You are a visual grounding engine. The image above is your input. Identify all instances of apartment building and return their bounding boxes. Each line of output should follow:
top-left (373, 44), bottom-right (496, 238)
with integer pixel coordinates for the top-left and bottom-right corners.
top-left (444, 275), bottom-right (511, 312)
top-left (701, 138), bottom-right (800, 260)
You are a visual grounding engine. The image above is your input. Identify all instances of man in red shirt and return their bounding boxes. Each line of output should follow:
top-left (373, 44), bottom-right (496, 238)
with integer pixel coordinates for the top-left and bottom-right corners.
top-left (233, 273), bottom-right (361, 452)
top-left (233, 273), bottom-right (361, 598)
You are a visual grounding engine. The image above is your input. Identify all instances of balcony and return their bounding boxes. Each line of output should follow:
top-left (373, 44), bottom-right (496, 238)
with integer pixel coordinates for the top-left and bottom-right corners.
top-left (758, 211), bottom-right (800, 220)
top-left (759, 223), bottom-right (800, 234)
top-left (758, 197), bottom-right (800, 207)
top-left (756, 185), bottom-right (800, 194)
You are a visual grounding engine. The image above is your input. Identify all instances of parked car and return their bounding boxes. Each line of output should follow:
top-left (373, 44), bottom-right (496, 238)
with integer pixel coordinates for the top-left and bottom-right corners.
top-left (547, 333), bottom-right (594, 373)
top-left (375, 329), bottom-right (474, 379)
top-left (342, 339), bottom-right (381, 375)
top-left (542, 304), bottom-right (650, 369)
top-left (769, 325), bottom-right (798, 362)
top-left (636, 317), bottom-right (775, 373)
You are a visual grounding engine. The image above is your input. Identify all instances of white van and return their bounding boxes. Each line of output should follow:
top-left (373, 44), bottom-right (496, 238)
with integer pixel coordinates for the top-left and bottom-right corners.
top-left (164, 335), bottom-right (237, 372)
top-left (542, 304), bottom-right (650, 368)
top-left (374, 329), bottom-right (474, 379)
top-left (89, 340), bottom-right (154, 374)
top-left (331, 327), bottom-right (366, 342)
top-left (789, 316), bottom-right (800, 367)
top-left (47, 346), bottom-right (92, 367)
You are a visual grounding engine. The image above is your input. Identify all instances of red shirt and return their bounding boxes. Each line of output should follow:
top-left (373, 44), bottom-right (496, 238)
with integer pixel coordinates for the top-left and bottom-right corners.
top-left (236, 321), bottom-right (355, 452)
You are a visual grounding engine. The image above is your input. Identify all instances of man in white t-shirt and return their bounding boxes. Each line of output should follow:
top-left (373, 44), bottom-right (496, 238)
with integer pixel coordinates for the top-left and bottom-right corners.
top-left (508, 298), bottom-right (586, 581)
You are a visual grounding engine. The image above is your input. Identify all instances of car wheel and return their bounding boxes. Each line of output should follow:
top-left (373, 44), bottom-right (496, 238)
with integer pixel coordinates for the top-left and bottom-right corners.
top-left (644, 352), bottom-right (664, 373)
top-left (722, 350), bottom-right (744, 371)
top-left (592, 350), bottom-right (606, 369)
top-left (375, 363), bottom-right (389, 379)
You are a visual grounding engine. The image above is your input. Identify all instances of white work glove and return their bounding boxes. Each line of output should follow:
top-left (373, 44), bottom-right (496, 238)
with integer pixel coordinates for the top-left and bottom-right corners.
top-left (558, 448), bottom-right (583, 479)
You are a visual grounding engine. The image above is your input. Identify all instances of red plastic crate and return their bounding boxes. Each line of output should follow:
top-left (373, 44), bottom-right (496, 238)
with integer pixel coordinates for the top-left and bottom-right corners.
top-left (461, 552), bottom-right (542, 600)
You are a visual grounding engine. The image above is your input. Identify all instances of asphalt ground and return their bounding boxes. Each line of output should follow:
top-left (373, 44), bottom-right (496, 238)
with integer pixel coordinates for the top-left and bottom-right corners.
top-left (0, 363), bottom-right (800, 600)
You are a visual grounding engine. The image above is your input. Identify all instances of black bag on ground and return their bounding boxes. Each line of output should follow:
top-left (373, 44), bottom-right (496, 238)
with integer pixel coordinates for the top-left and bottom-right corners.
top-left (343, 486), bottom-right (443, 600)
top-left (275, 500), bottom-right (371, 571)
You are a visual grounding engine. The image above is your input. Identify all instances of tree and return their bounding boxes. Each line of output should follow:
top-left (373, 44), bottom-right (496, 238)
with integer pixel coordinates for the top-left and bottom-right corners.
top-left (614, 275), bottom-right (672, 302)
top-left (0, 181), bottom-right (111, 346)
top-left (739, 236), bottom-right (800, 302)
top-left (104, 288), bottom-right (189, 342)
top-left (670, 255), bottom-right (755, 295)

⁂

THE TASK: Please return every line of the items above as a JSON list of strings, one string per line, with blank lines left out.

RESULT:
[
  "You are a visual grounding engine. The image above is your input. Identify all instances of apartment building and return their bounding boxes. Each line of output should follow:",
  "top-left (373, 44), bottom-right (496, 238)",
  "with integer pixel coordinates for the top-left and bottom-right corners.",
  "top-left (444, 275), bottom-right (511, 312)",
  "top-left (701, 138), bottom-right (800, 260)",
  "You are a visual grounding engine. The image above is your input. Identify all instances of man in red shirt and return their bounding boxes. Each line of output should follow:",
  "top-left (373, 44), bottom-right (496, 238)",
  "with integer pixel coordinates for the top-left and bottom-right corners.",
  "top-left (233, 273), bottom-right (361, 452)",
  "top-left (233, 273), bottom-right (361, 598)",
  "You are a visual grounding engine. The image above is your input. Identify all instances of balcony and return their bounding boxes. Each line of output should follow:",
  "top-left (373, 44), bottom-right (496, 238)",
  "with integer pixel coordinates for the top-left and bottom-right corners.",
  "top-left (758, 211), bottom-right (800, 220)",
  "top-left (759, 223), bottom-right (800, 234)",
  "top-left (758, 197), bottom-right (800, 207)",
  "top-left (756, 185), bottom-right (800, 194)",
  "You are a visual grounding engine. The image above is your input. Identify all instances of parked car and return their bounding boxes. Each line of output should follow:",
  "top-left (373, 44), bottom-right (496, 238)",
  "with integer pixel coordinates for the top-left and bottom-right corners.",
  "top-left (547, 333), bottom-right (594, 373)",
  "top-left (375, 329), bottom-right (474, 379)",
  "top-left (342, 339), bottom-right (381, 375)",
  "top-left (542, 304), bottom-right (650, 369)",
  "top-left (769, 325), bottom-right (798, 362)",
  "top-left (636, 317), bottom-right (775, 373)",
  "You are a visual grounding engine. The image above is your input. Identify all instances of white van and return their bounding boxes. Each line of output should follow:",
  "top-left (373, 44), bottom-right (496, 238)",
  "with integer pixel coordinates for the top-left and bottom-right corners.",
  "top-left (164, 335), bottom-right (237, 372)",
  "top-left (542, 304), bottom-right (650, 368)",
  "top-left (374, 329), bottom-right (474, 379)",
  "top-left (89, 340), bottom-right (154, 374)",
  "top-left (331, 327), bottom-right (366, 342)",
  "top-left (789, 316), bottom-right (800, 367)",
  "top-left (47, 346), bottom-right (92, 367)",
  "You are a visual grounding engine. The image above is your input. Identify all instances of red shirt and return their bounding boxes. Each line of output should follow:",
  "top-left (373, 44), bottom-right (496, 238)",
  "with integer pixel coordinates for the top-left and bottom-right corners.",
  "top-left (236, 321), bottom-right (355, 452)",
  "You are a visual grounding engine. The image above is your input. Identify all instances of man in white t-shirt and return their bounding boxes. Each line of output should follow:",
  "top-left (373, 44), bottom-right (496, 238)",
  "with integer pixel coordinates for the top-left and bottom-right corners.",
  "top-left (508, 298), bottom-right (586, 581)",
  "You are a visual grounding engine. The image above is your input. Identify all instances of car wheel and return their bounding boxes. Each line of output should follow:",
  "top-left (373, 44), bottom-right (496, 238)",
  "with integer pixel coordinates for the top-left and bottom-right corners.",
  "top-left (644, 352), bottom-right (664, 373)",
  "top-left (722, 350), bottom-right (744, 371)",
  "top-left (592, 350), bottom-right (606, 369)",
  "top-left (375, 363), bottom-right (389, 379)",
  "You are a visual grounding engine. The image above is your input. Identify all instances of white work glove and return their bounding boxes. Each line of output should follow:",
  "top-left (373, 44), bottom-right (496, 238)",
  "with integer pixel coordinates for the top-left and bottom-right corners.",
  "top-left (558, 448), bottom-right (583, 479)",
  "You are a visual grounding engine. The image above is your input. Identify all instances of red plastic crate and return their bounding boxes. Each line of output should follow:",
  "top-left (373, 44), bottom-right (496, 238)",
  "with integer pixel coordinates for the top-left and bottom-right corners.",
  "top-left (461, 552), bottom-right (542, 600)",
  "You are a visual grounding engine. The image above is your input. Identify all instances of asphalt ground and return their bounding boxes. Each line of output should follow:",
  "top-left (373, 44), bottom-right (496, 238)",
  "with integer pixel coordinates for the top-left and bottom-right corners.",
  "top-left (0, 363), bottom-right (800, 600)",
  "You are a visual grounding engine. The image above is your input. Identify all instances of black bag on ground and return their bounding boxes. Each line of output should follow:",
  "top-left (373, 44), bottom-right (496, 238)",
  "with integer pixel coordinates for the top-left and bottom-right corners.",
  "top-left (343, 486), bottom-right (443, 600)",
  "top-left (275, 500), bottom-right (371, 571)",
  "You are a visual grounding engine. The image above is your input. Identify all instances of tree and return their bounding boxes. Each line of output should follow:",
  "top-left (373, 44), bottom-right (496, 238)",
  "with integer pixel coordinates for the top-left and bottom-right corners.",
  "top-left (614, 275), bottom-right (672, 302)",
  "top-left (0, 181), bottom-right (111, 346)",
  "top-left (739, 236), bottom-right (800, 302)",
  "top-left (104, 288), bottom-right (189, 342)",
  "top-left (670, 255), bottom-right (755, 295)"
]